This will be a short post because a mutant cold/flu took over my body the last 10 days and wiped out my ability to run. That, in turn, has made it difficult to focus on writing. For me, there’s a clear symbiotic relationship between the two activities.
Running allows me to tune into my thoughts without dwelling on them; to observe rather than react. Invariably, my brain feels clearer by the time my run is over, and that helps my writing process immeasurably.
A major component of getting into that productive headspace is running with as little technology as possible. No phone, no ear buds, no outside stimuli (beyond a GPS watch) that might otherwise distract my brain from focusing attention inward.
Many of the people I know think that makes me some sort of weirdo luddite. In actuality, running without distraction is a form of mental toughness training, as Steve Magness writes in his Growth Equation newsletter.
“Endurance athletes often train this capacity without realizing it. It’s a side effect of long runs, rides, or swims with not much else to focus on. Writers tend to excel in this area, as well. Long sessions, staring at the screen, with just the words on the page and their inner dialogue. But the skill of being alone in your head, as I outline in my new book, is a foundational piece of developing toughness. And most of us are horrible at it. We’d rather be anywhere but inside our head.”
Magness points to an experiment conducted at the University of Virginia where participants were left alone in a room for 15 minutes with nothing but a table, a chair, and a button they were told would produce an electric shock. Two thirds of the men in the study opted for painful stimulus over quiet stillness, with one dude smashing the buzzer 190 times!
There’s a joke in there about how men would rather shock themselves than go to therapy, but it doesn’t seem funny. Women, by the way, were far less likely to opt for self-inflicted pain as only 25 percent pressed the buzzer. (I have a theory that female runners are better at managing pain than their male counterparts, but I’ll save that one for another time.)
Magness goes on to suggest that becoming comfortable in our head is something we can train. A good place to start, he says, is by simply leaving distracting devices at home when we run. I’ll add that if you need your phone for safety or logistical reasons, turning off notifications and stashing it somewhere inaccessible works as well.

[INFORMATION GIVEN]
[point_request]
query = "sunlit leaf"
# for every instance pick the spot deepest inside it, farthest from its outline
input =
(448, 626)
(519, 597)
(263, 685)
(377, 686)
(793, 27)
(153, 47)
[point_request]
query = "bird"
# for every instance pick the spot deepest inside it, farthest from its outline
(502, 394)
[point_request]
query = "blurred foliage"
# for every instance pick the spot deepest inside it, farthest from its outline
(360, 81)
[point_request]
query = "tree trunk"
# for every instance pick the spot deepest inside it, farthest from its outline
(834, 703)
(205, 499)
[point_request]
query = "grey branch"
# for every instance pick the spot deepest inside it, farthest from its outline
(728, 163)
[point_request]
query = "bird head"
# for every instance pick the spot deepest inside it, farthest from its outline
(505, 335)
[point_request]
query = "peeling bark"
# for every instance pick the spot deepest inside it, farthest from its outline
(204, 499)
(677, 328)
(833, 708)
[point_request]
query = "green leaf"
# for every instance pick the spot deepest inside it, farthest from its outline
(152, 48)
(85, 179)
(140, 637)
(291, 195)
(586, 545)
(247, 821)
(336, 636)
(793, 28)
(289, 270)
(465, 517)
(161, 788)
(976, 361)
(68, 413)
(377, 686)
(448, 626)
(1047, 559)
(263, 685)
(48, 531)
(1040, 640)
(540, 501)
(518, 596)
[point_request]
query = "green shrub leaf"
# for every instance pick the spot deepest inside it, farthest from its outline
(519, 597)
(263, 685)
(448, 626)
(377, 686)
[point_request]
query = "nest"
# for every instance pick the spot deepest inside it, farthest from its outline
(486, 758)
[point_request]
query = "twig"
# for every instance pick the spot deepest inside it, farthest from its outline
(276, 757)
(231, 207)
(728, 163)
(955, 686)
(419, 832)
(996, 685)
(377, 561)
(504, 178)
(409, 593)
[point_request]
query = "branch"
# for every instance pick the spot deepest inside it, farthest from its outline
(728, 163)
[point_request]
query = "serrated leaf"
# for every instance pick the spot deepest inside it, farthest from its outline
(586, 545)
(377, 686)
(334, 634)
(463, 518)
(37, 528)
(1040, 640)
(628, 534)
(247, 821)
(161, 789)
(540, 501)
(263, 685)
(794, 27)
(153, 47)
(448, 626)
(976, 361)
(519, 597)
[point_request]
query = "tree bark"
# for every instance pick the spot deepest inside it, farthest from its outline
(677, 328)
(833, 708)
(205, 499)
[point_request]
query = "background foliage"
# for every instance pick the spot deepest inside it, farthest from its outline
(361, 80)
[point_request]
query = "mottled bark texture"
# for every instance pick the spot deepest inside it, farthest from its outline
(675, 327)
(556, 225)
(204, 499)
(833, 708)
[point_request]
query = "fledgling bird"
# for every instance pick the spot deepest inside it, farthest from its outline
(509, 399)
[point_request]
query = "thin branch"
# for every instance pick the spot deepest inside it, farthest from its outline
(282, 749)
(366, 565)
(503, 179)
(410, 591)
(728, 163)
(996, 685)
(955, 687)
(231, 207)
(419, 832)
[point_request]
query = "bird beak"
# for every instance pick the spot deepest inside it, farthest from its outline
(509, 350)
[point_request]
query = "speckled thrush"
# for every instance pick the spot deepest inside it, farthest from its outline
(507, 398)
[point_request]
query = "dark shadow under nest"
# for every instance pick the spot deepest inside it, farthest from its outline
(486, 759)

[GOAL OF THE EXERCISE] Please continue the post about running without a phone or ear buds, starting right after its last paragraph.

[ANSWER FOR THE TASK]
If you’re used to running with tech, this will probably feel weird and uncomfortable. When I first ditched headphones, it took months to get used to the idea of not having music on my runs. Over time, it became normal.
Has running without distraction helped me become a better runner? I believe so. It made me tougher, smarter, and more honest with myself. That’s allowed me to have an ongoing conversation with my body, which has helped avoid injuries and improve performance.
None of this is easy or obvious. It’s not like the secrets of the universe will be revealed just because you went running without a phone. We’re talking years of practice, and even then there will be more questions than answers.
What I can say is running without technological distraction has made me calmer and more empathetic. Not only to myself, but to the outside world in general. Give it a try sometime and let me know how it goes.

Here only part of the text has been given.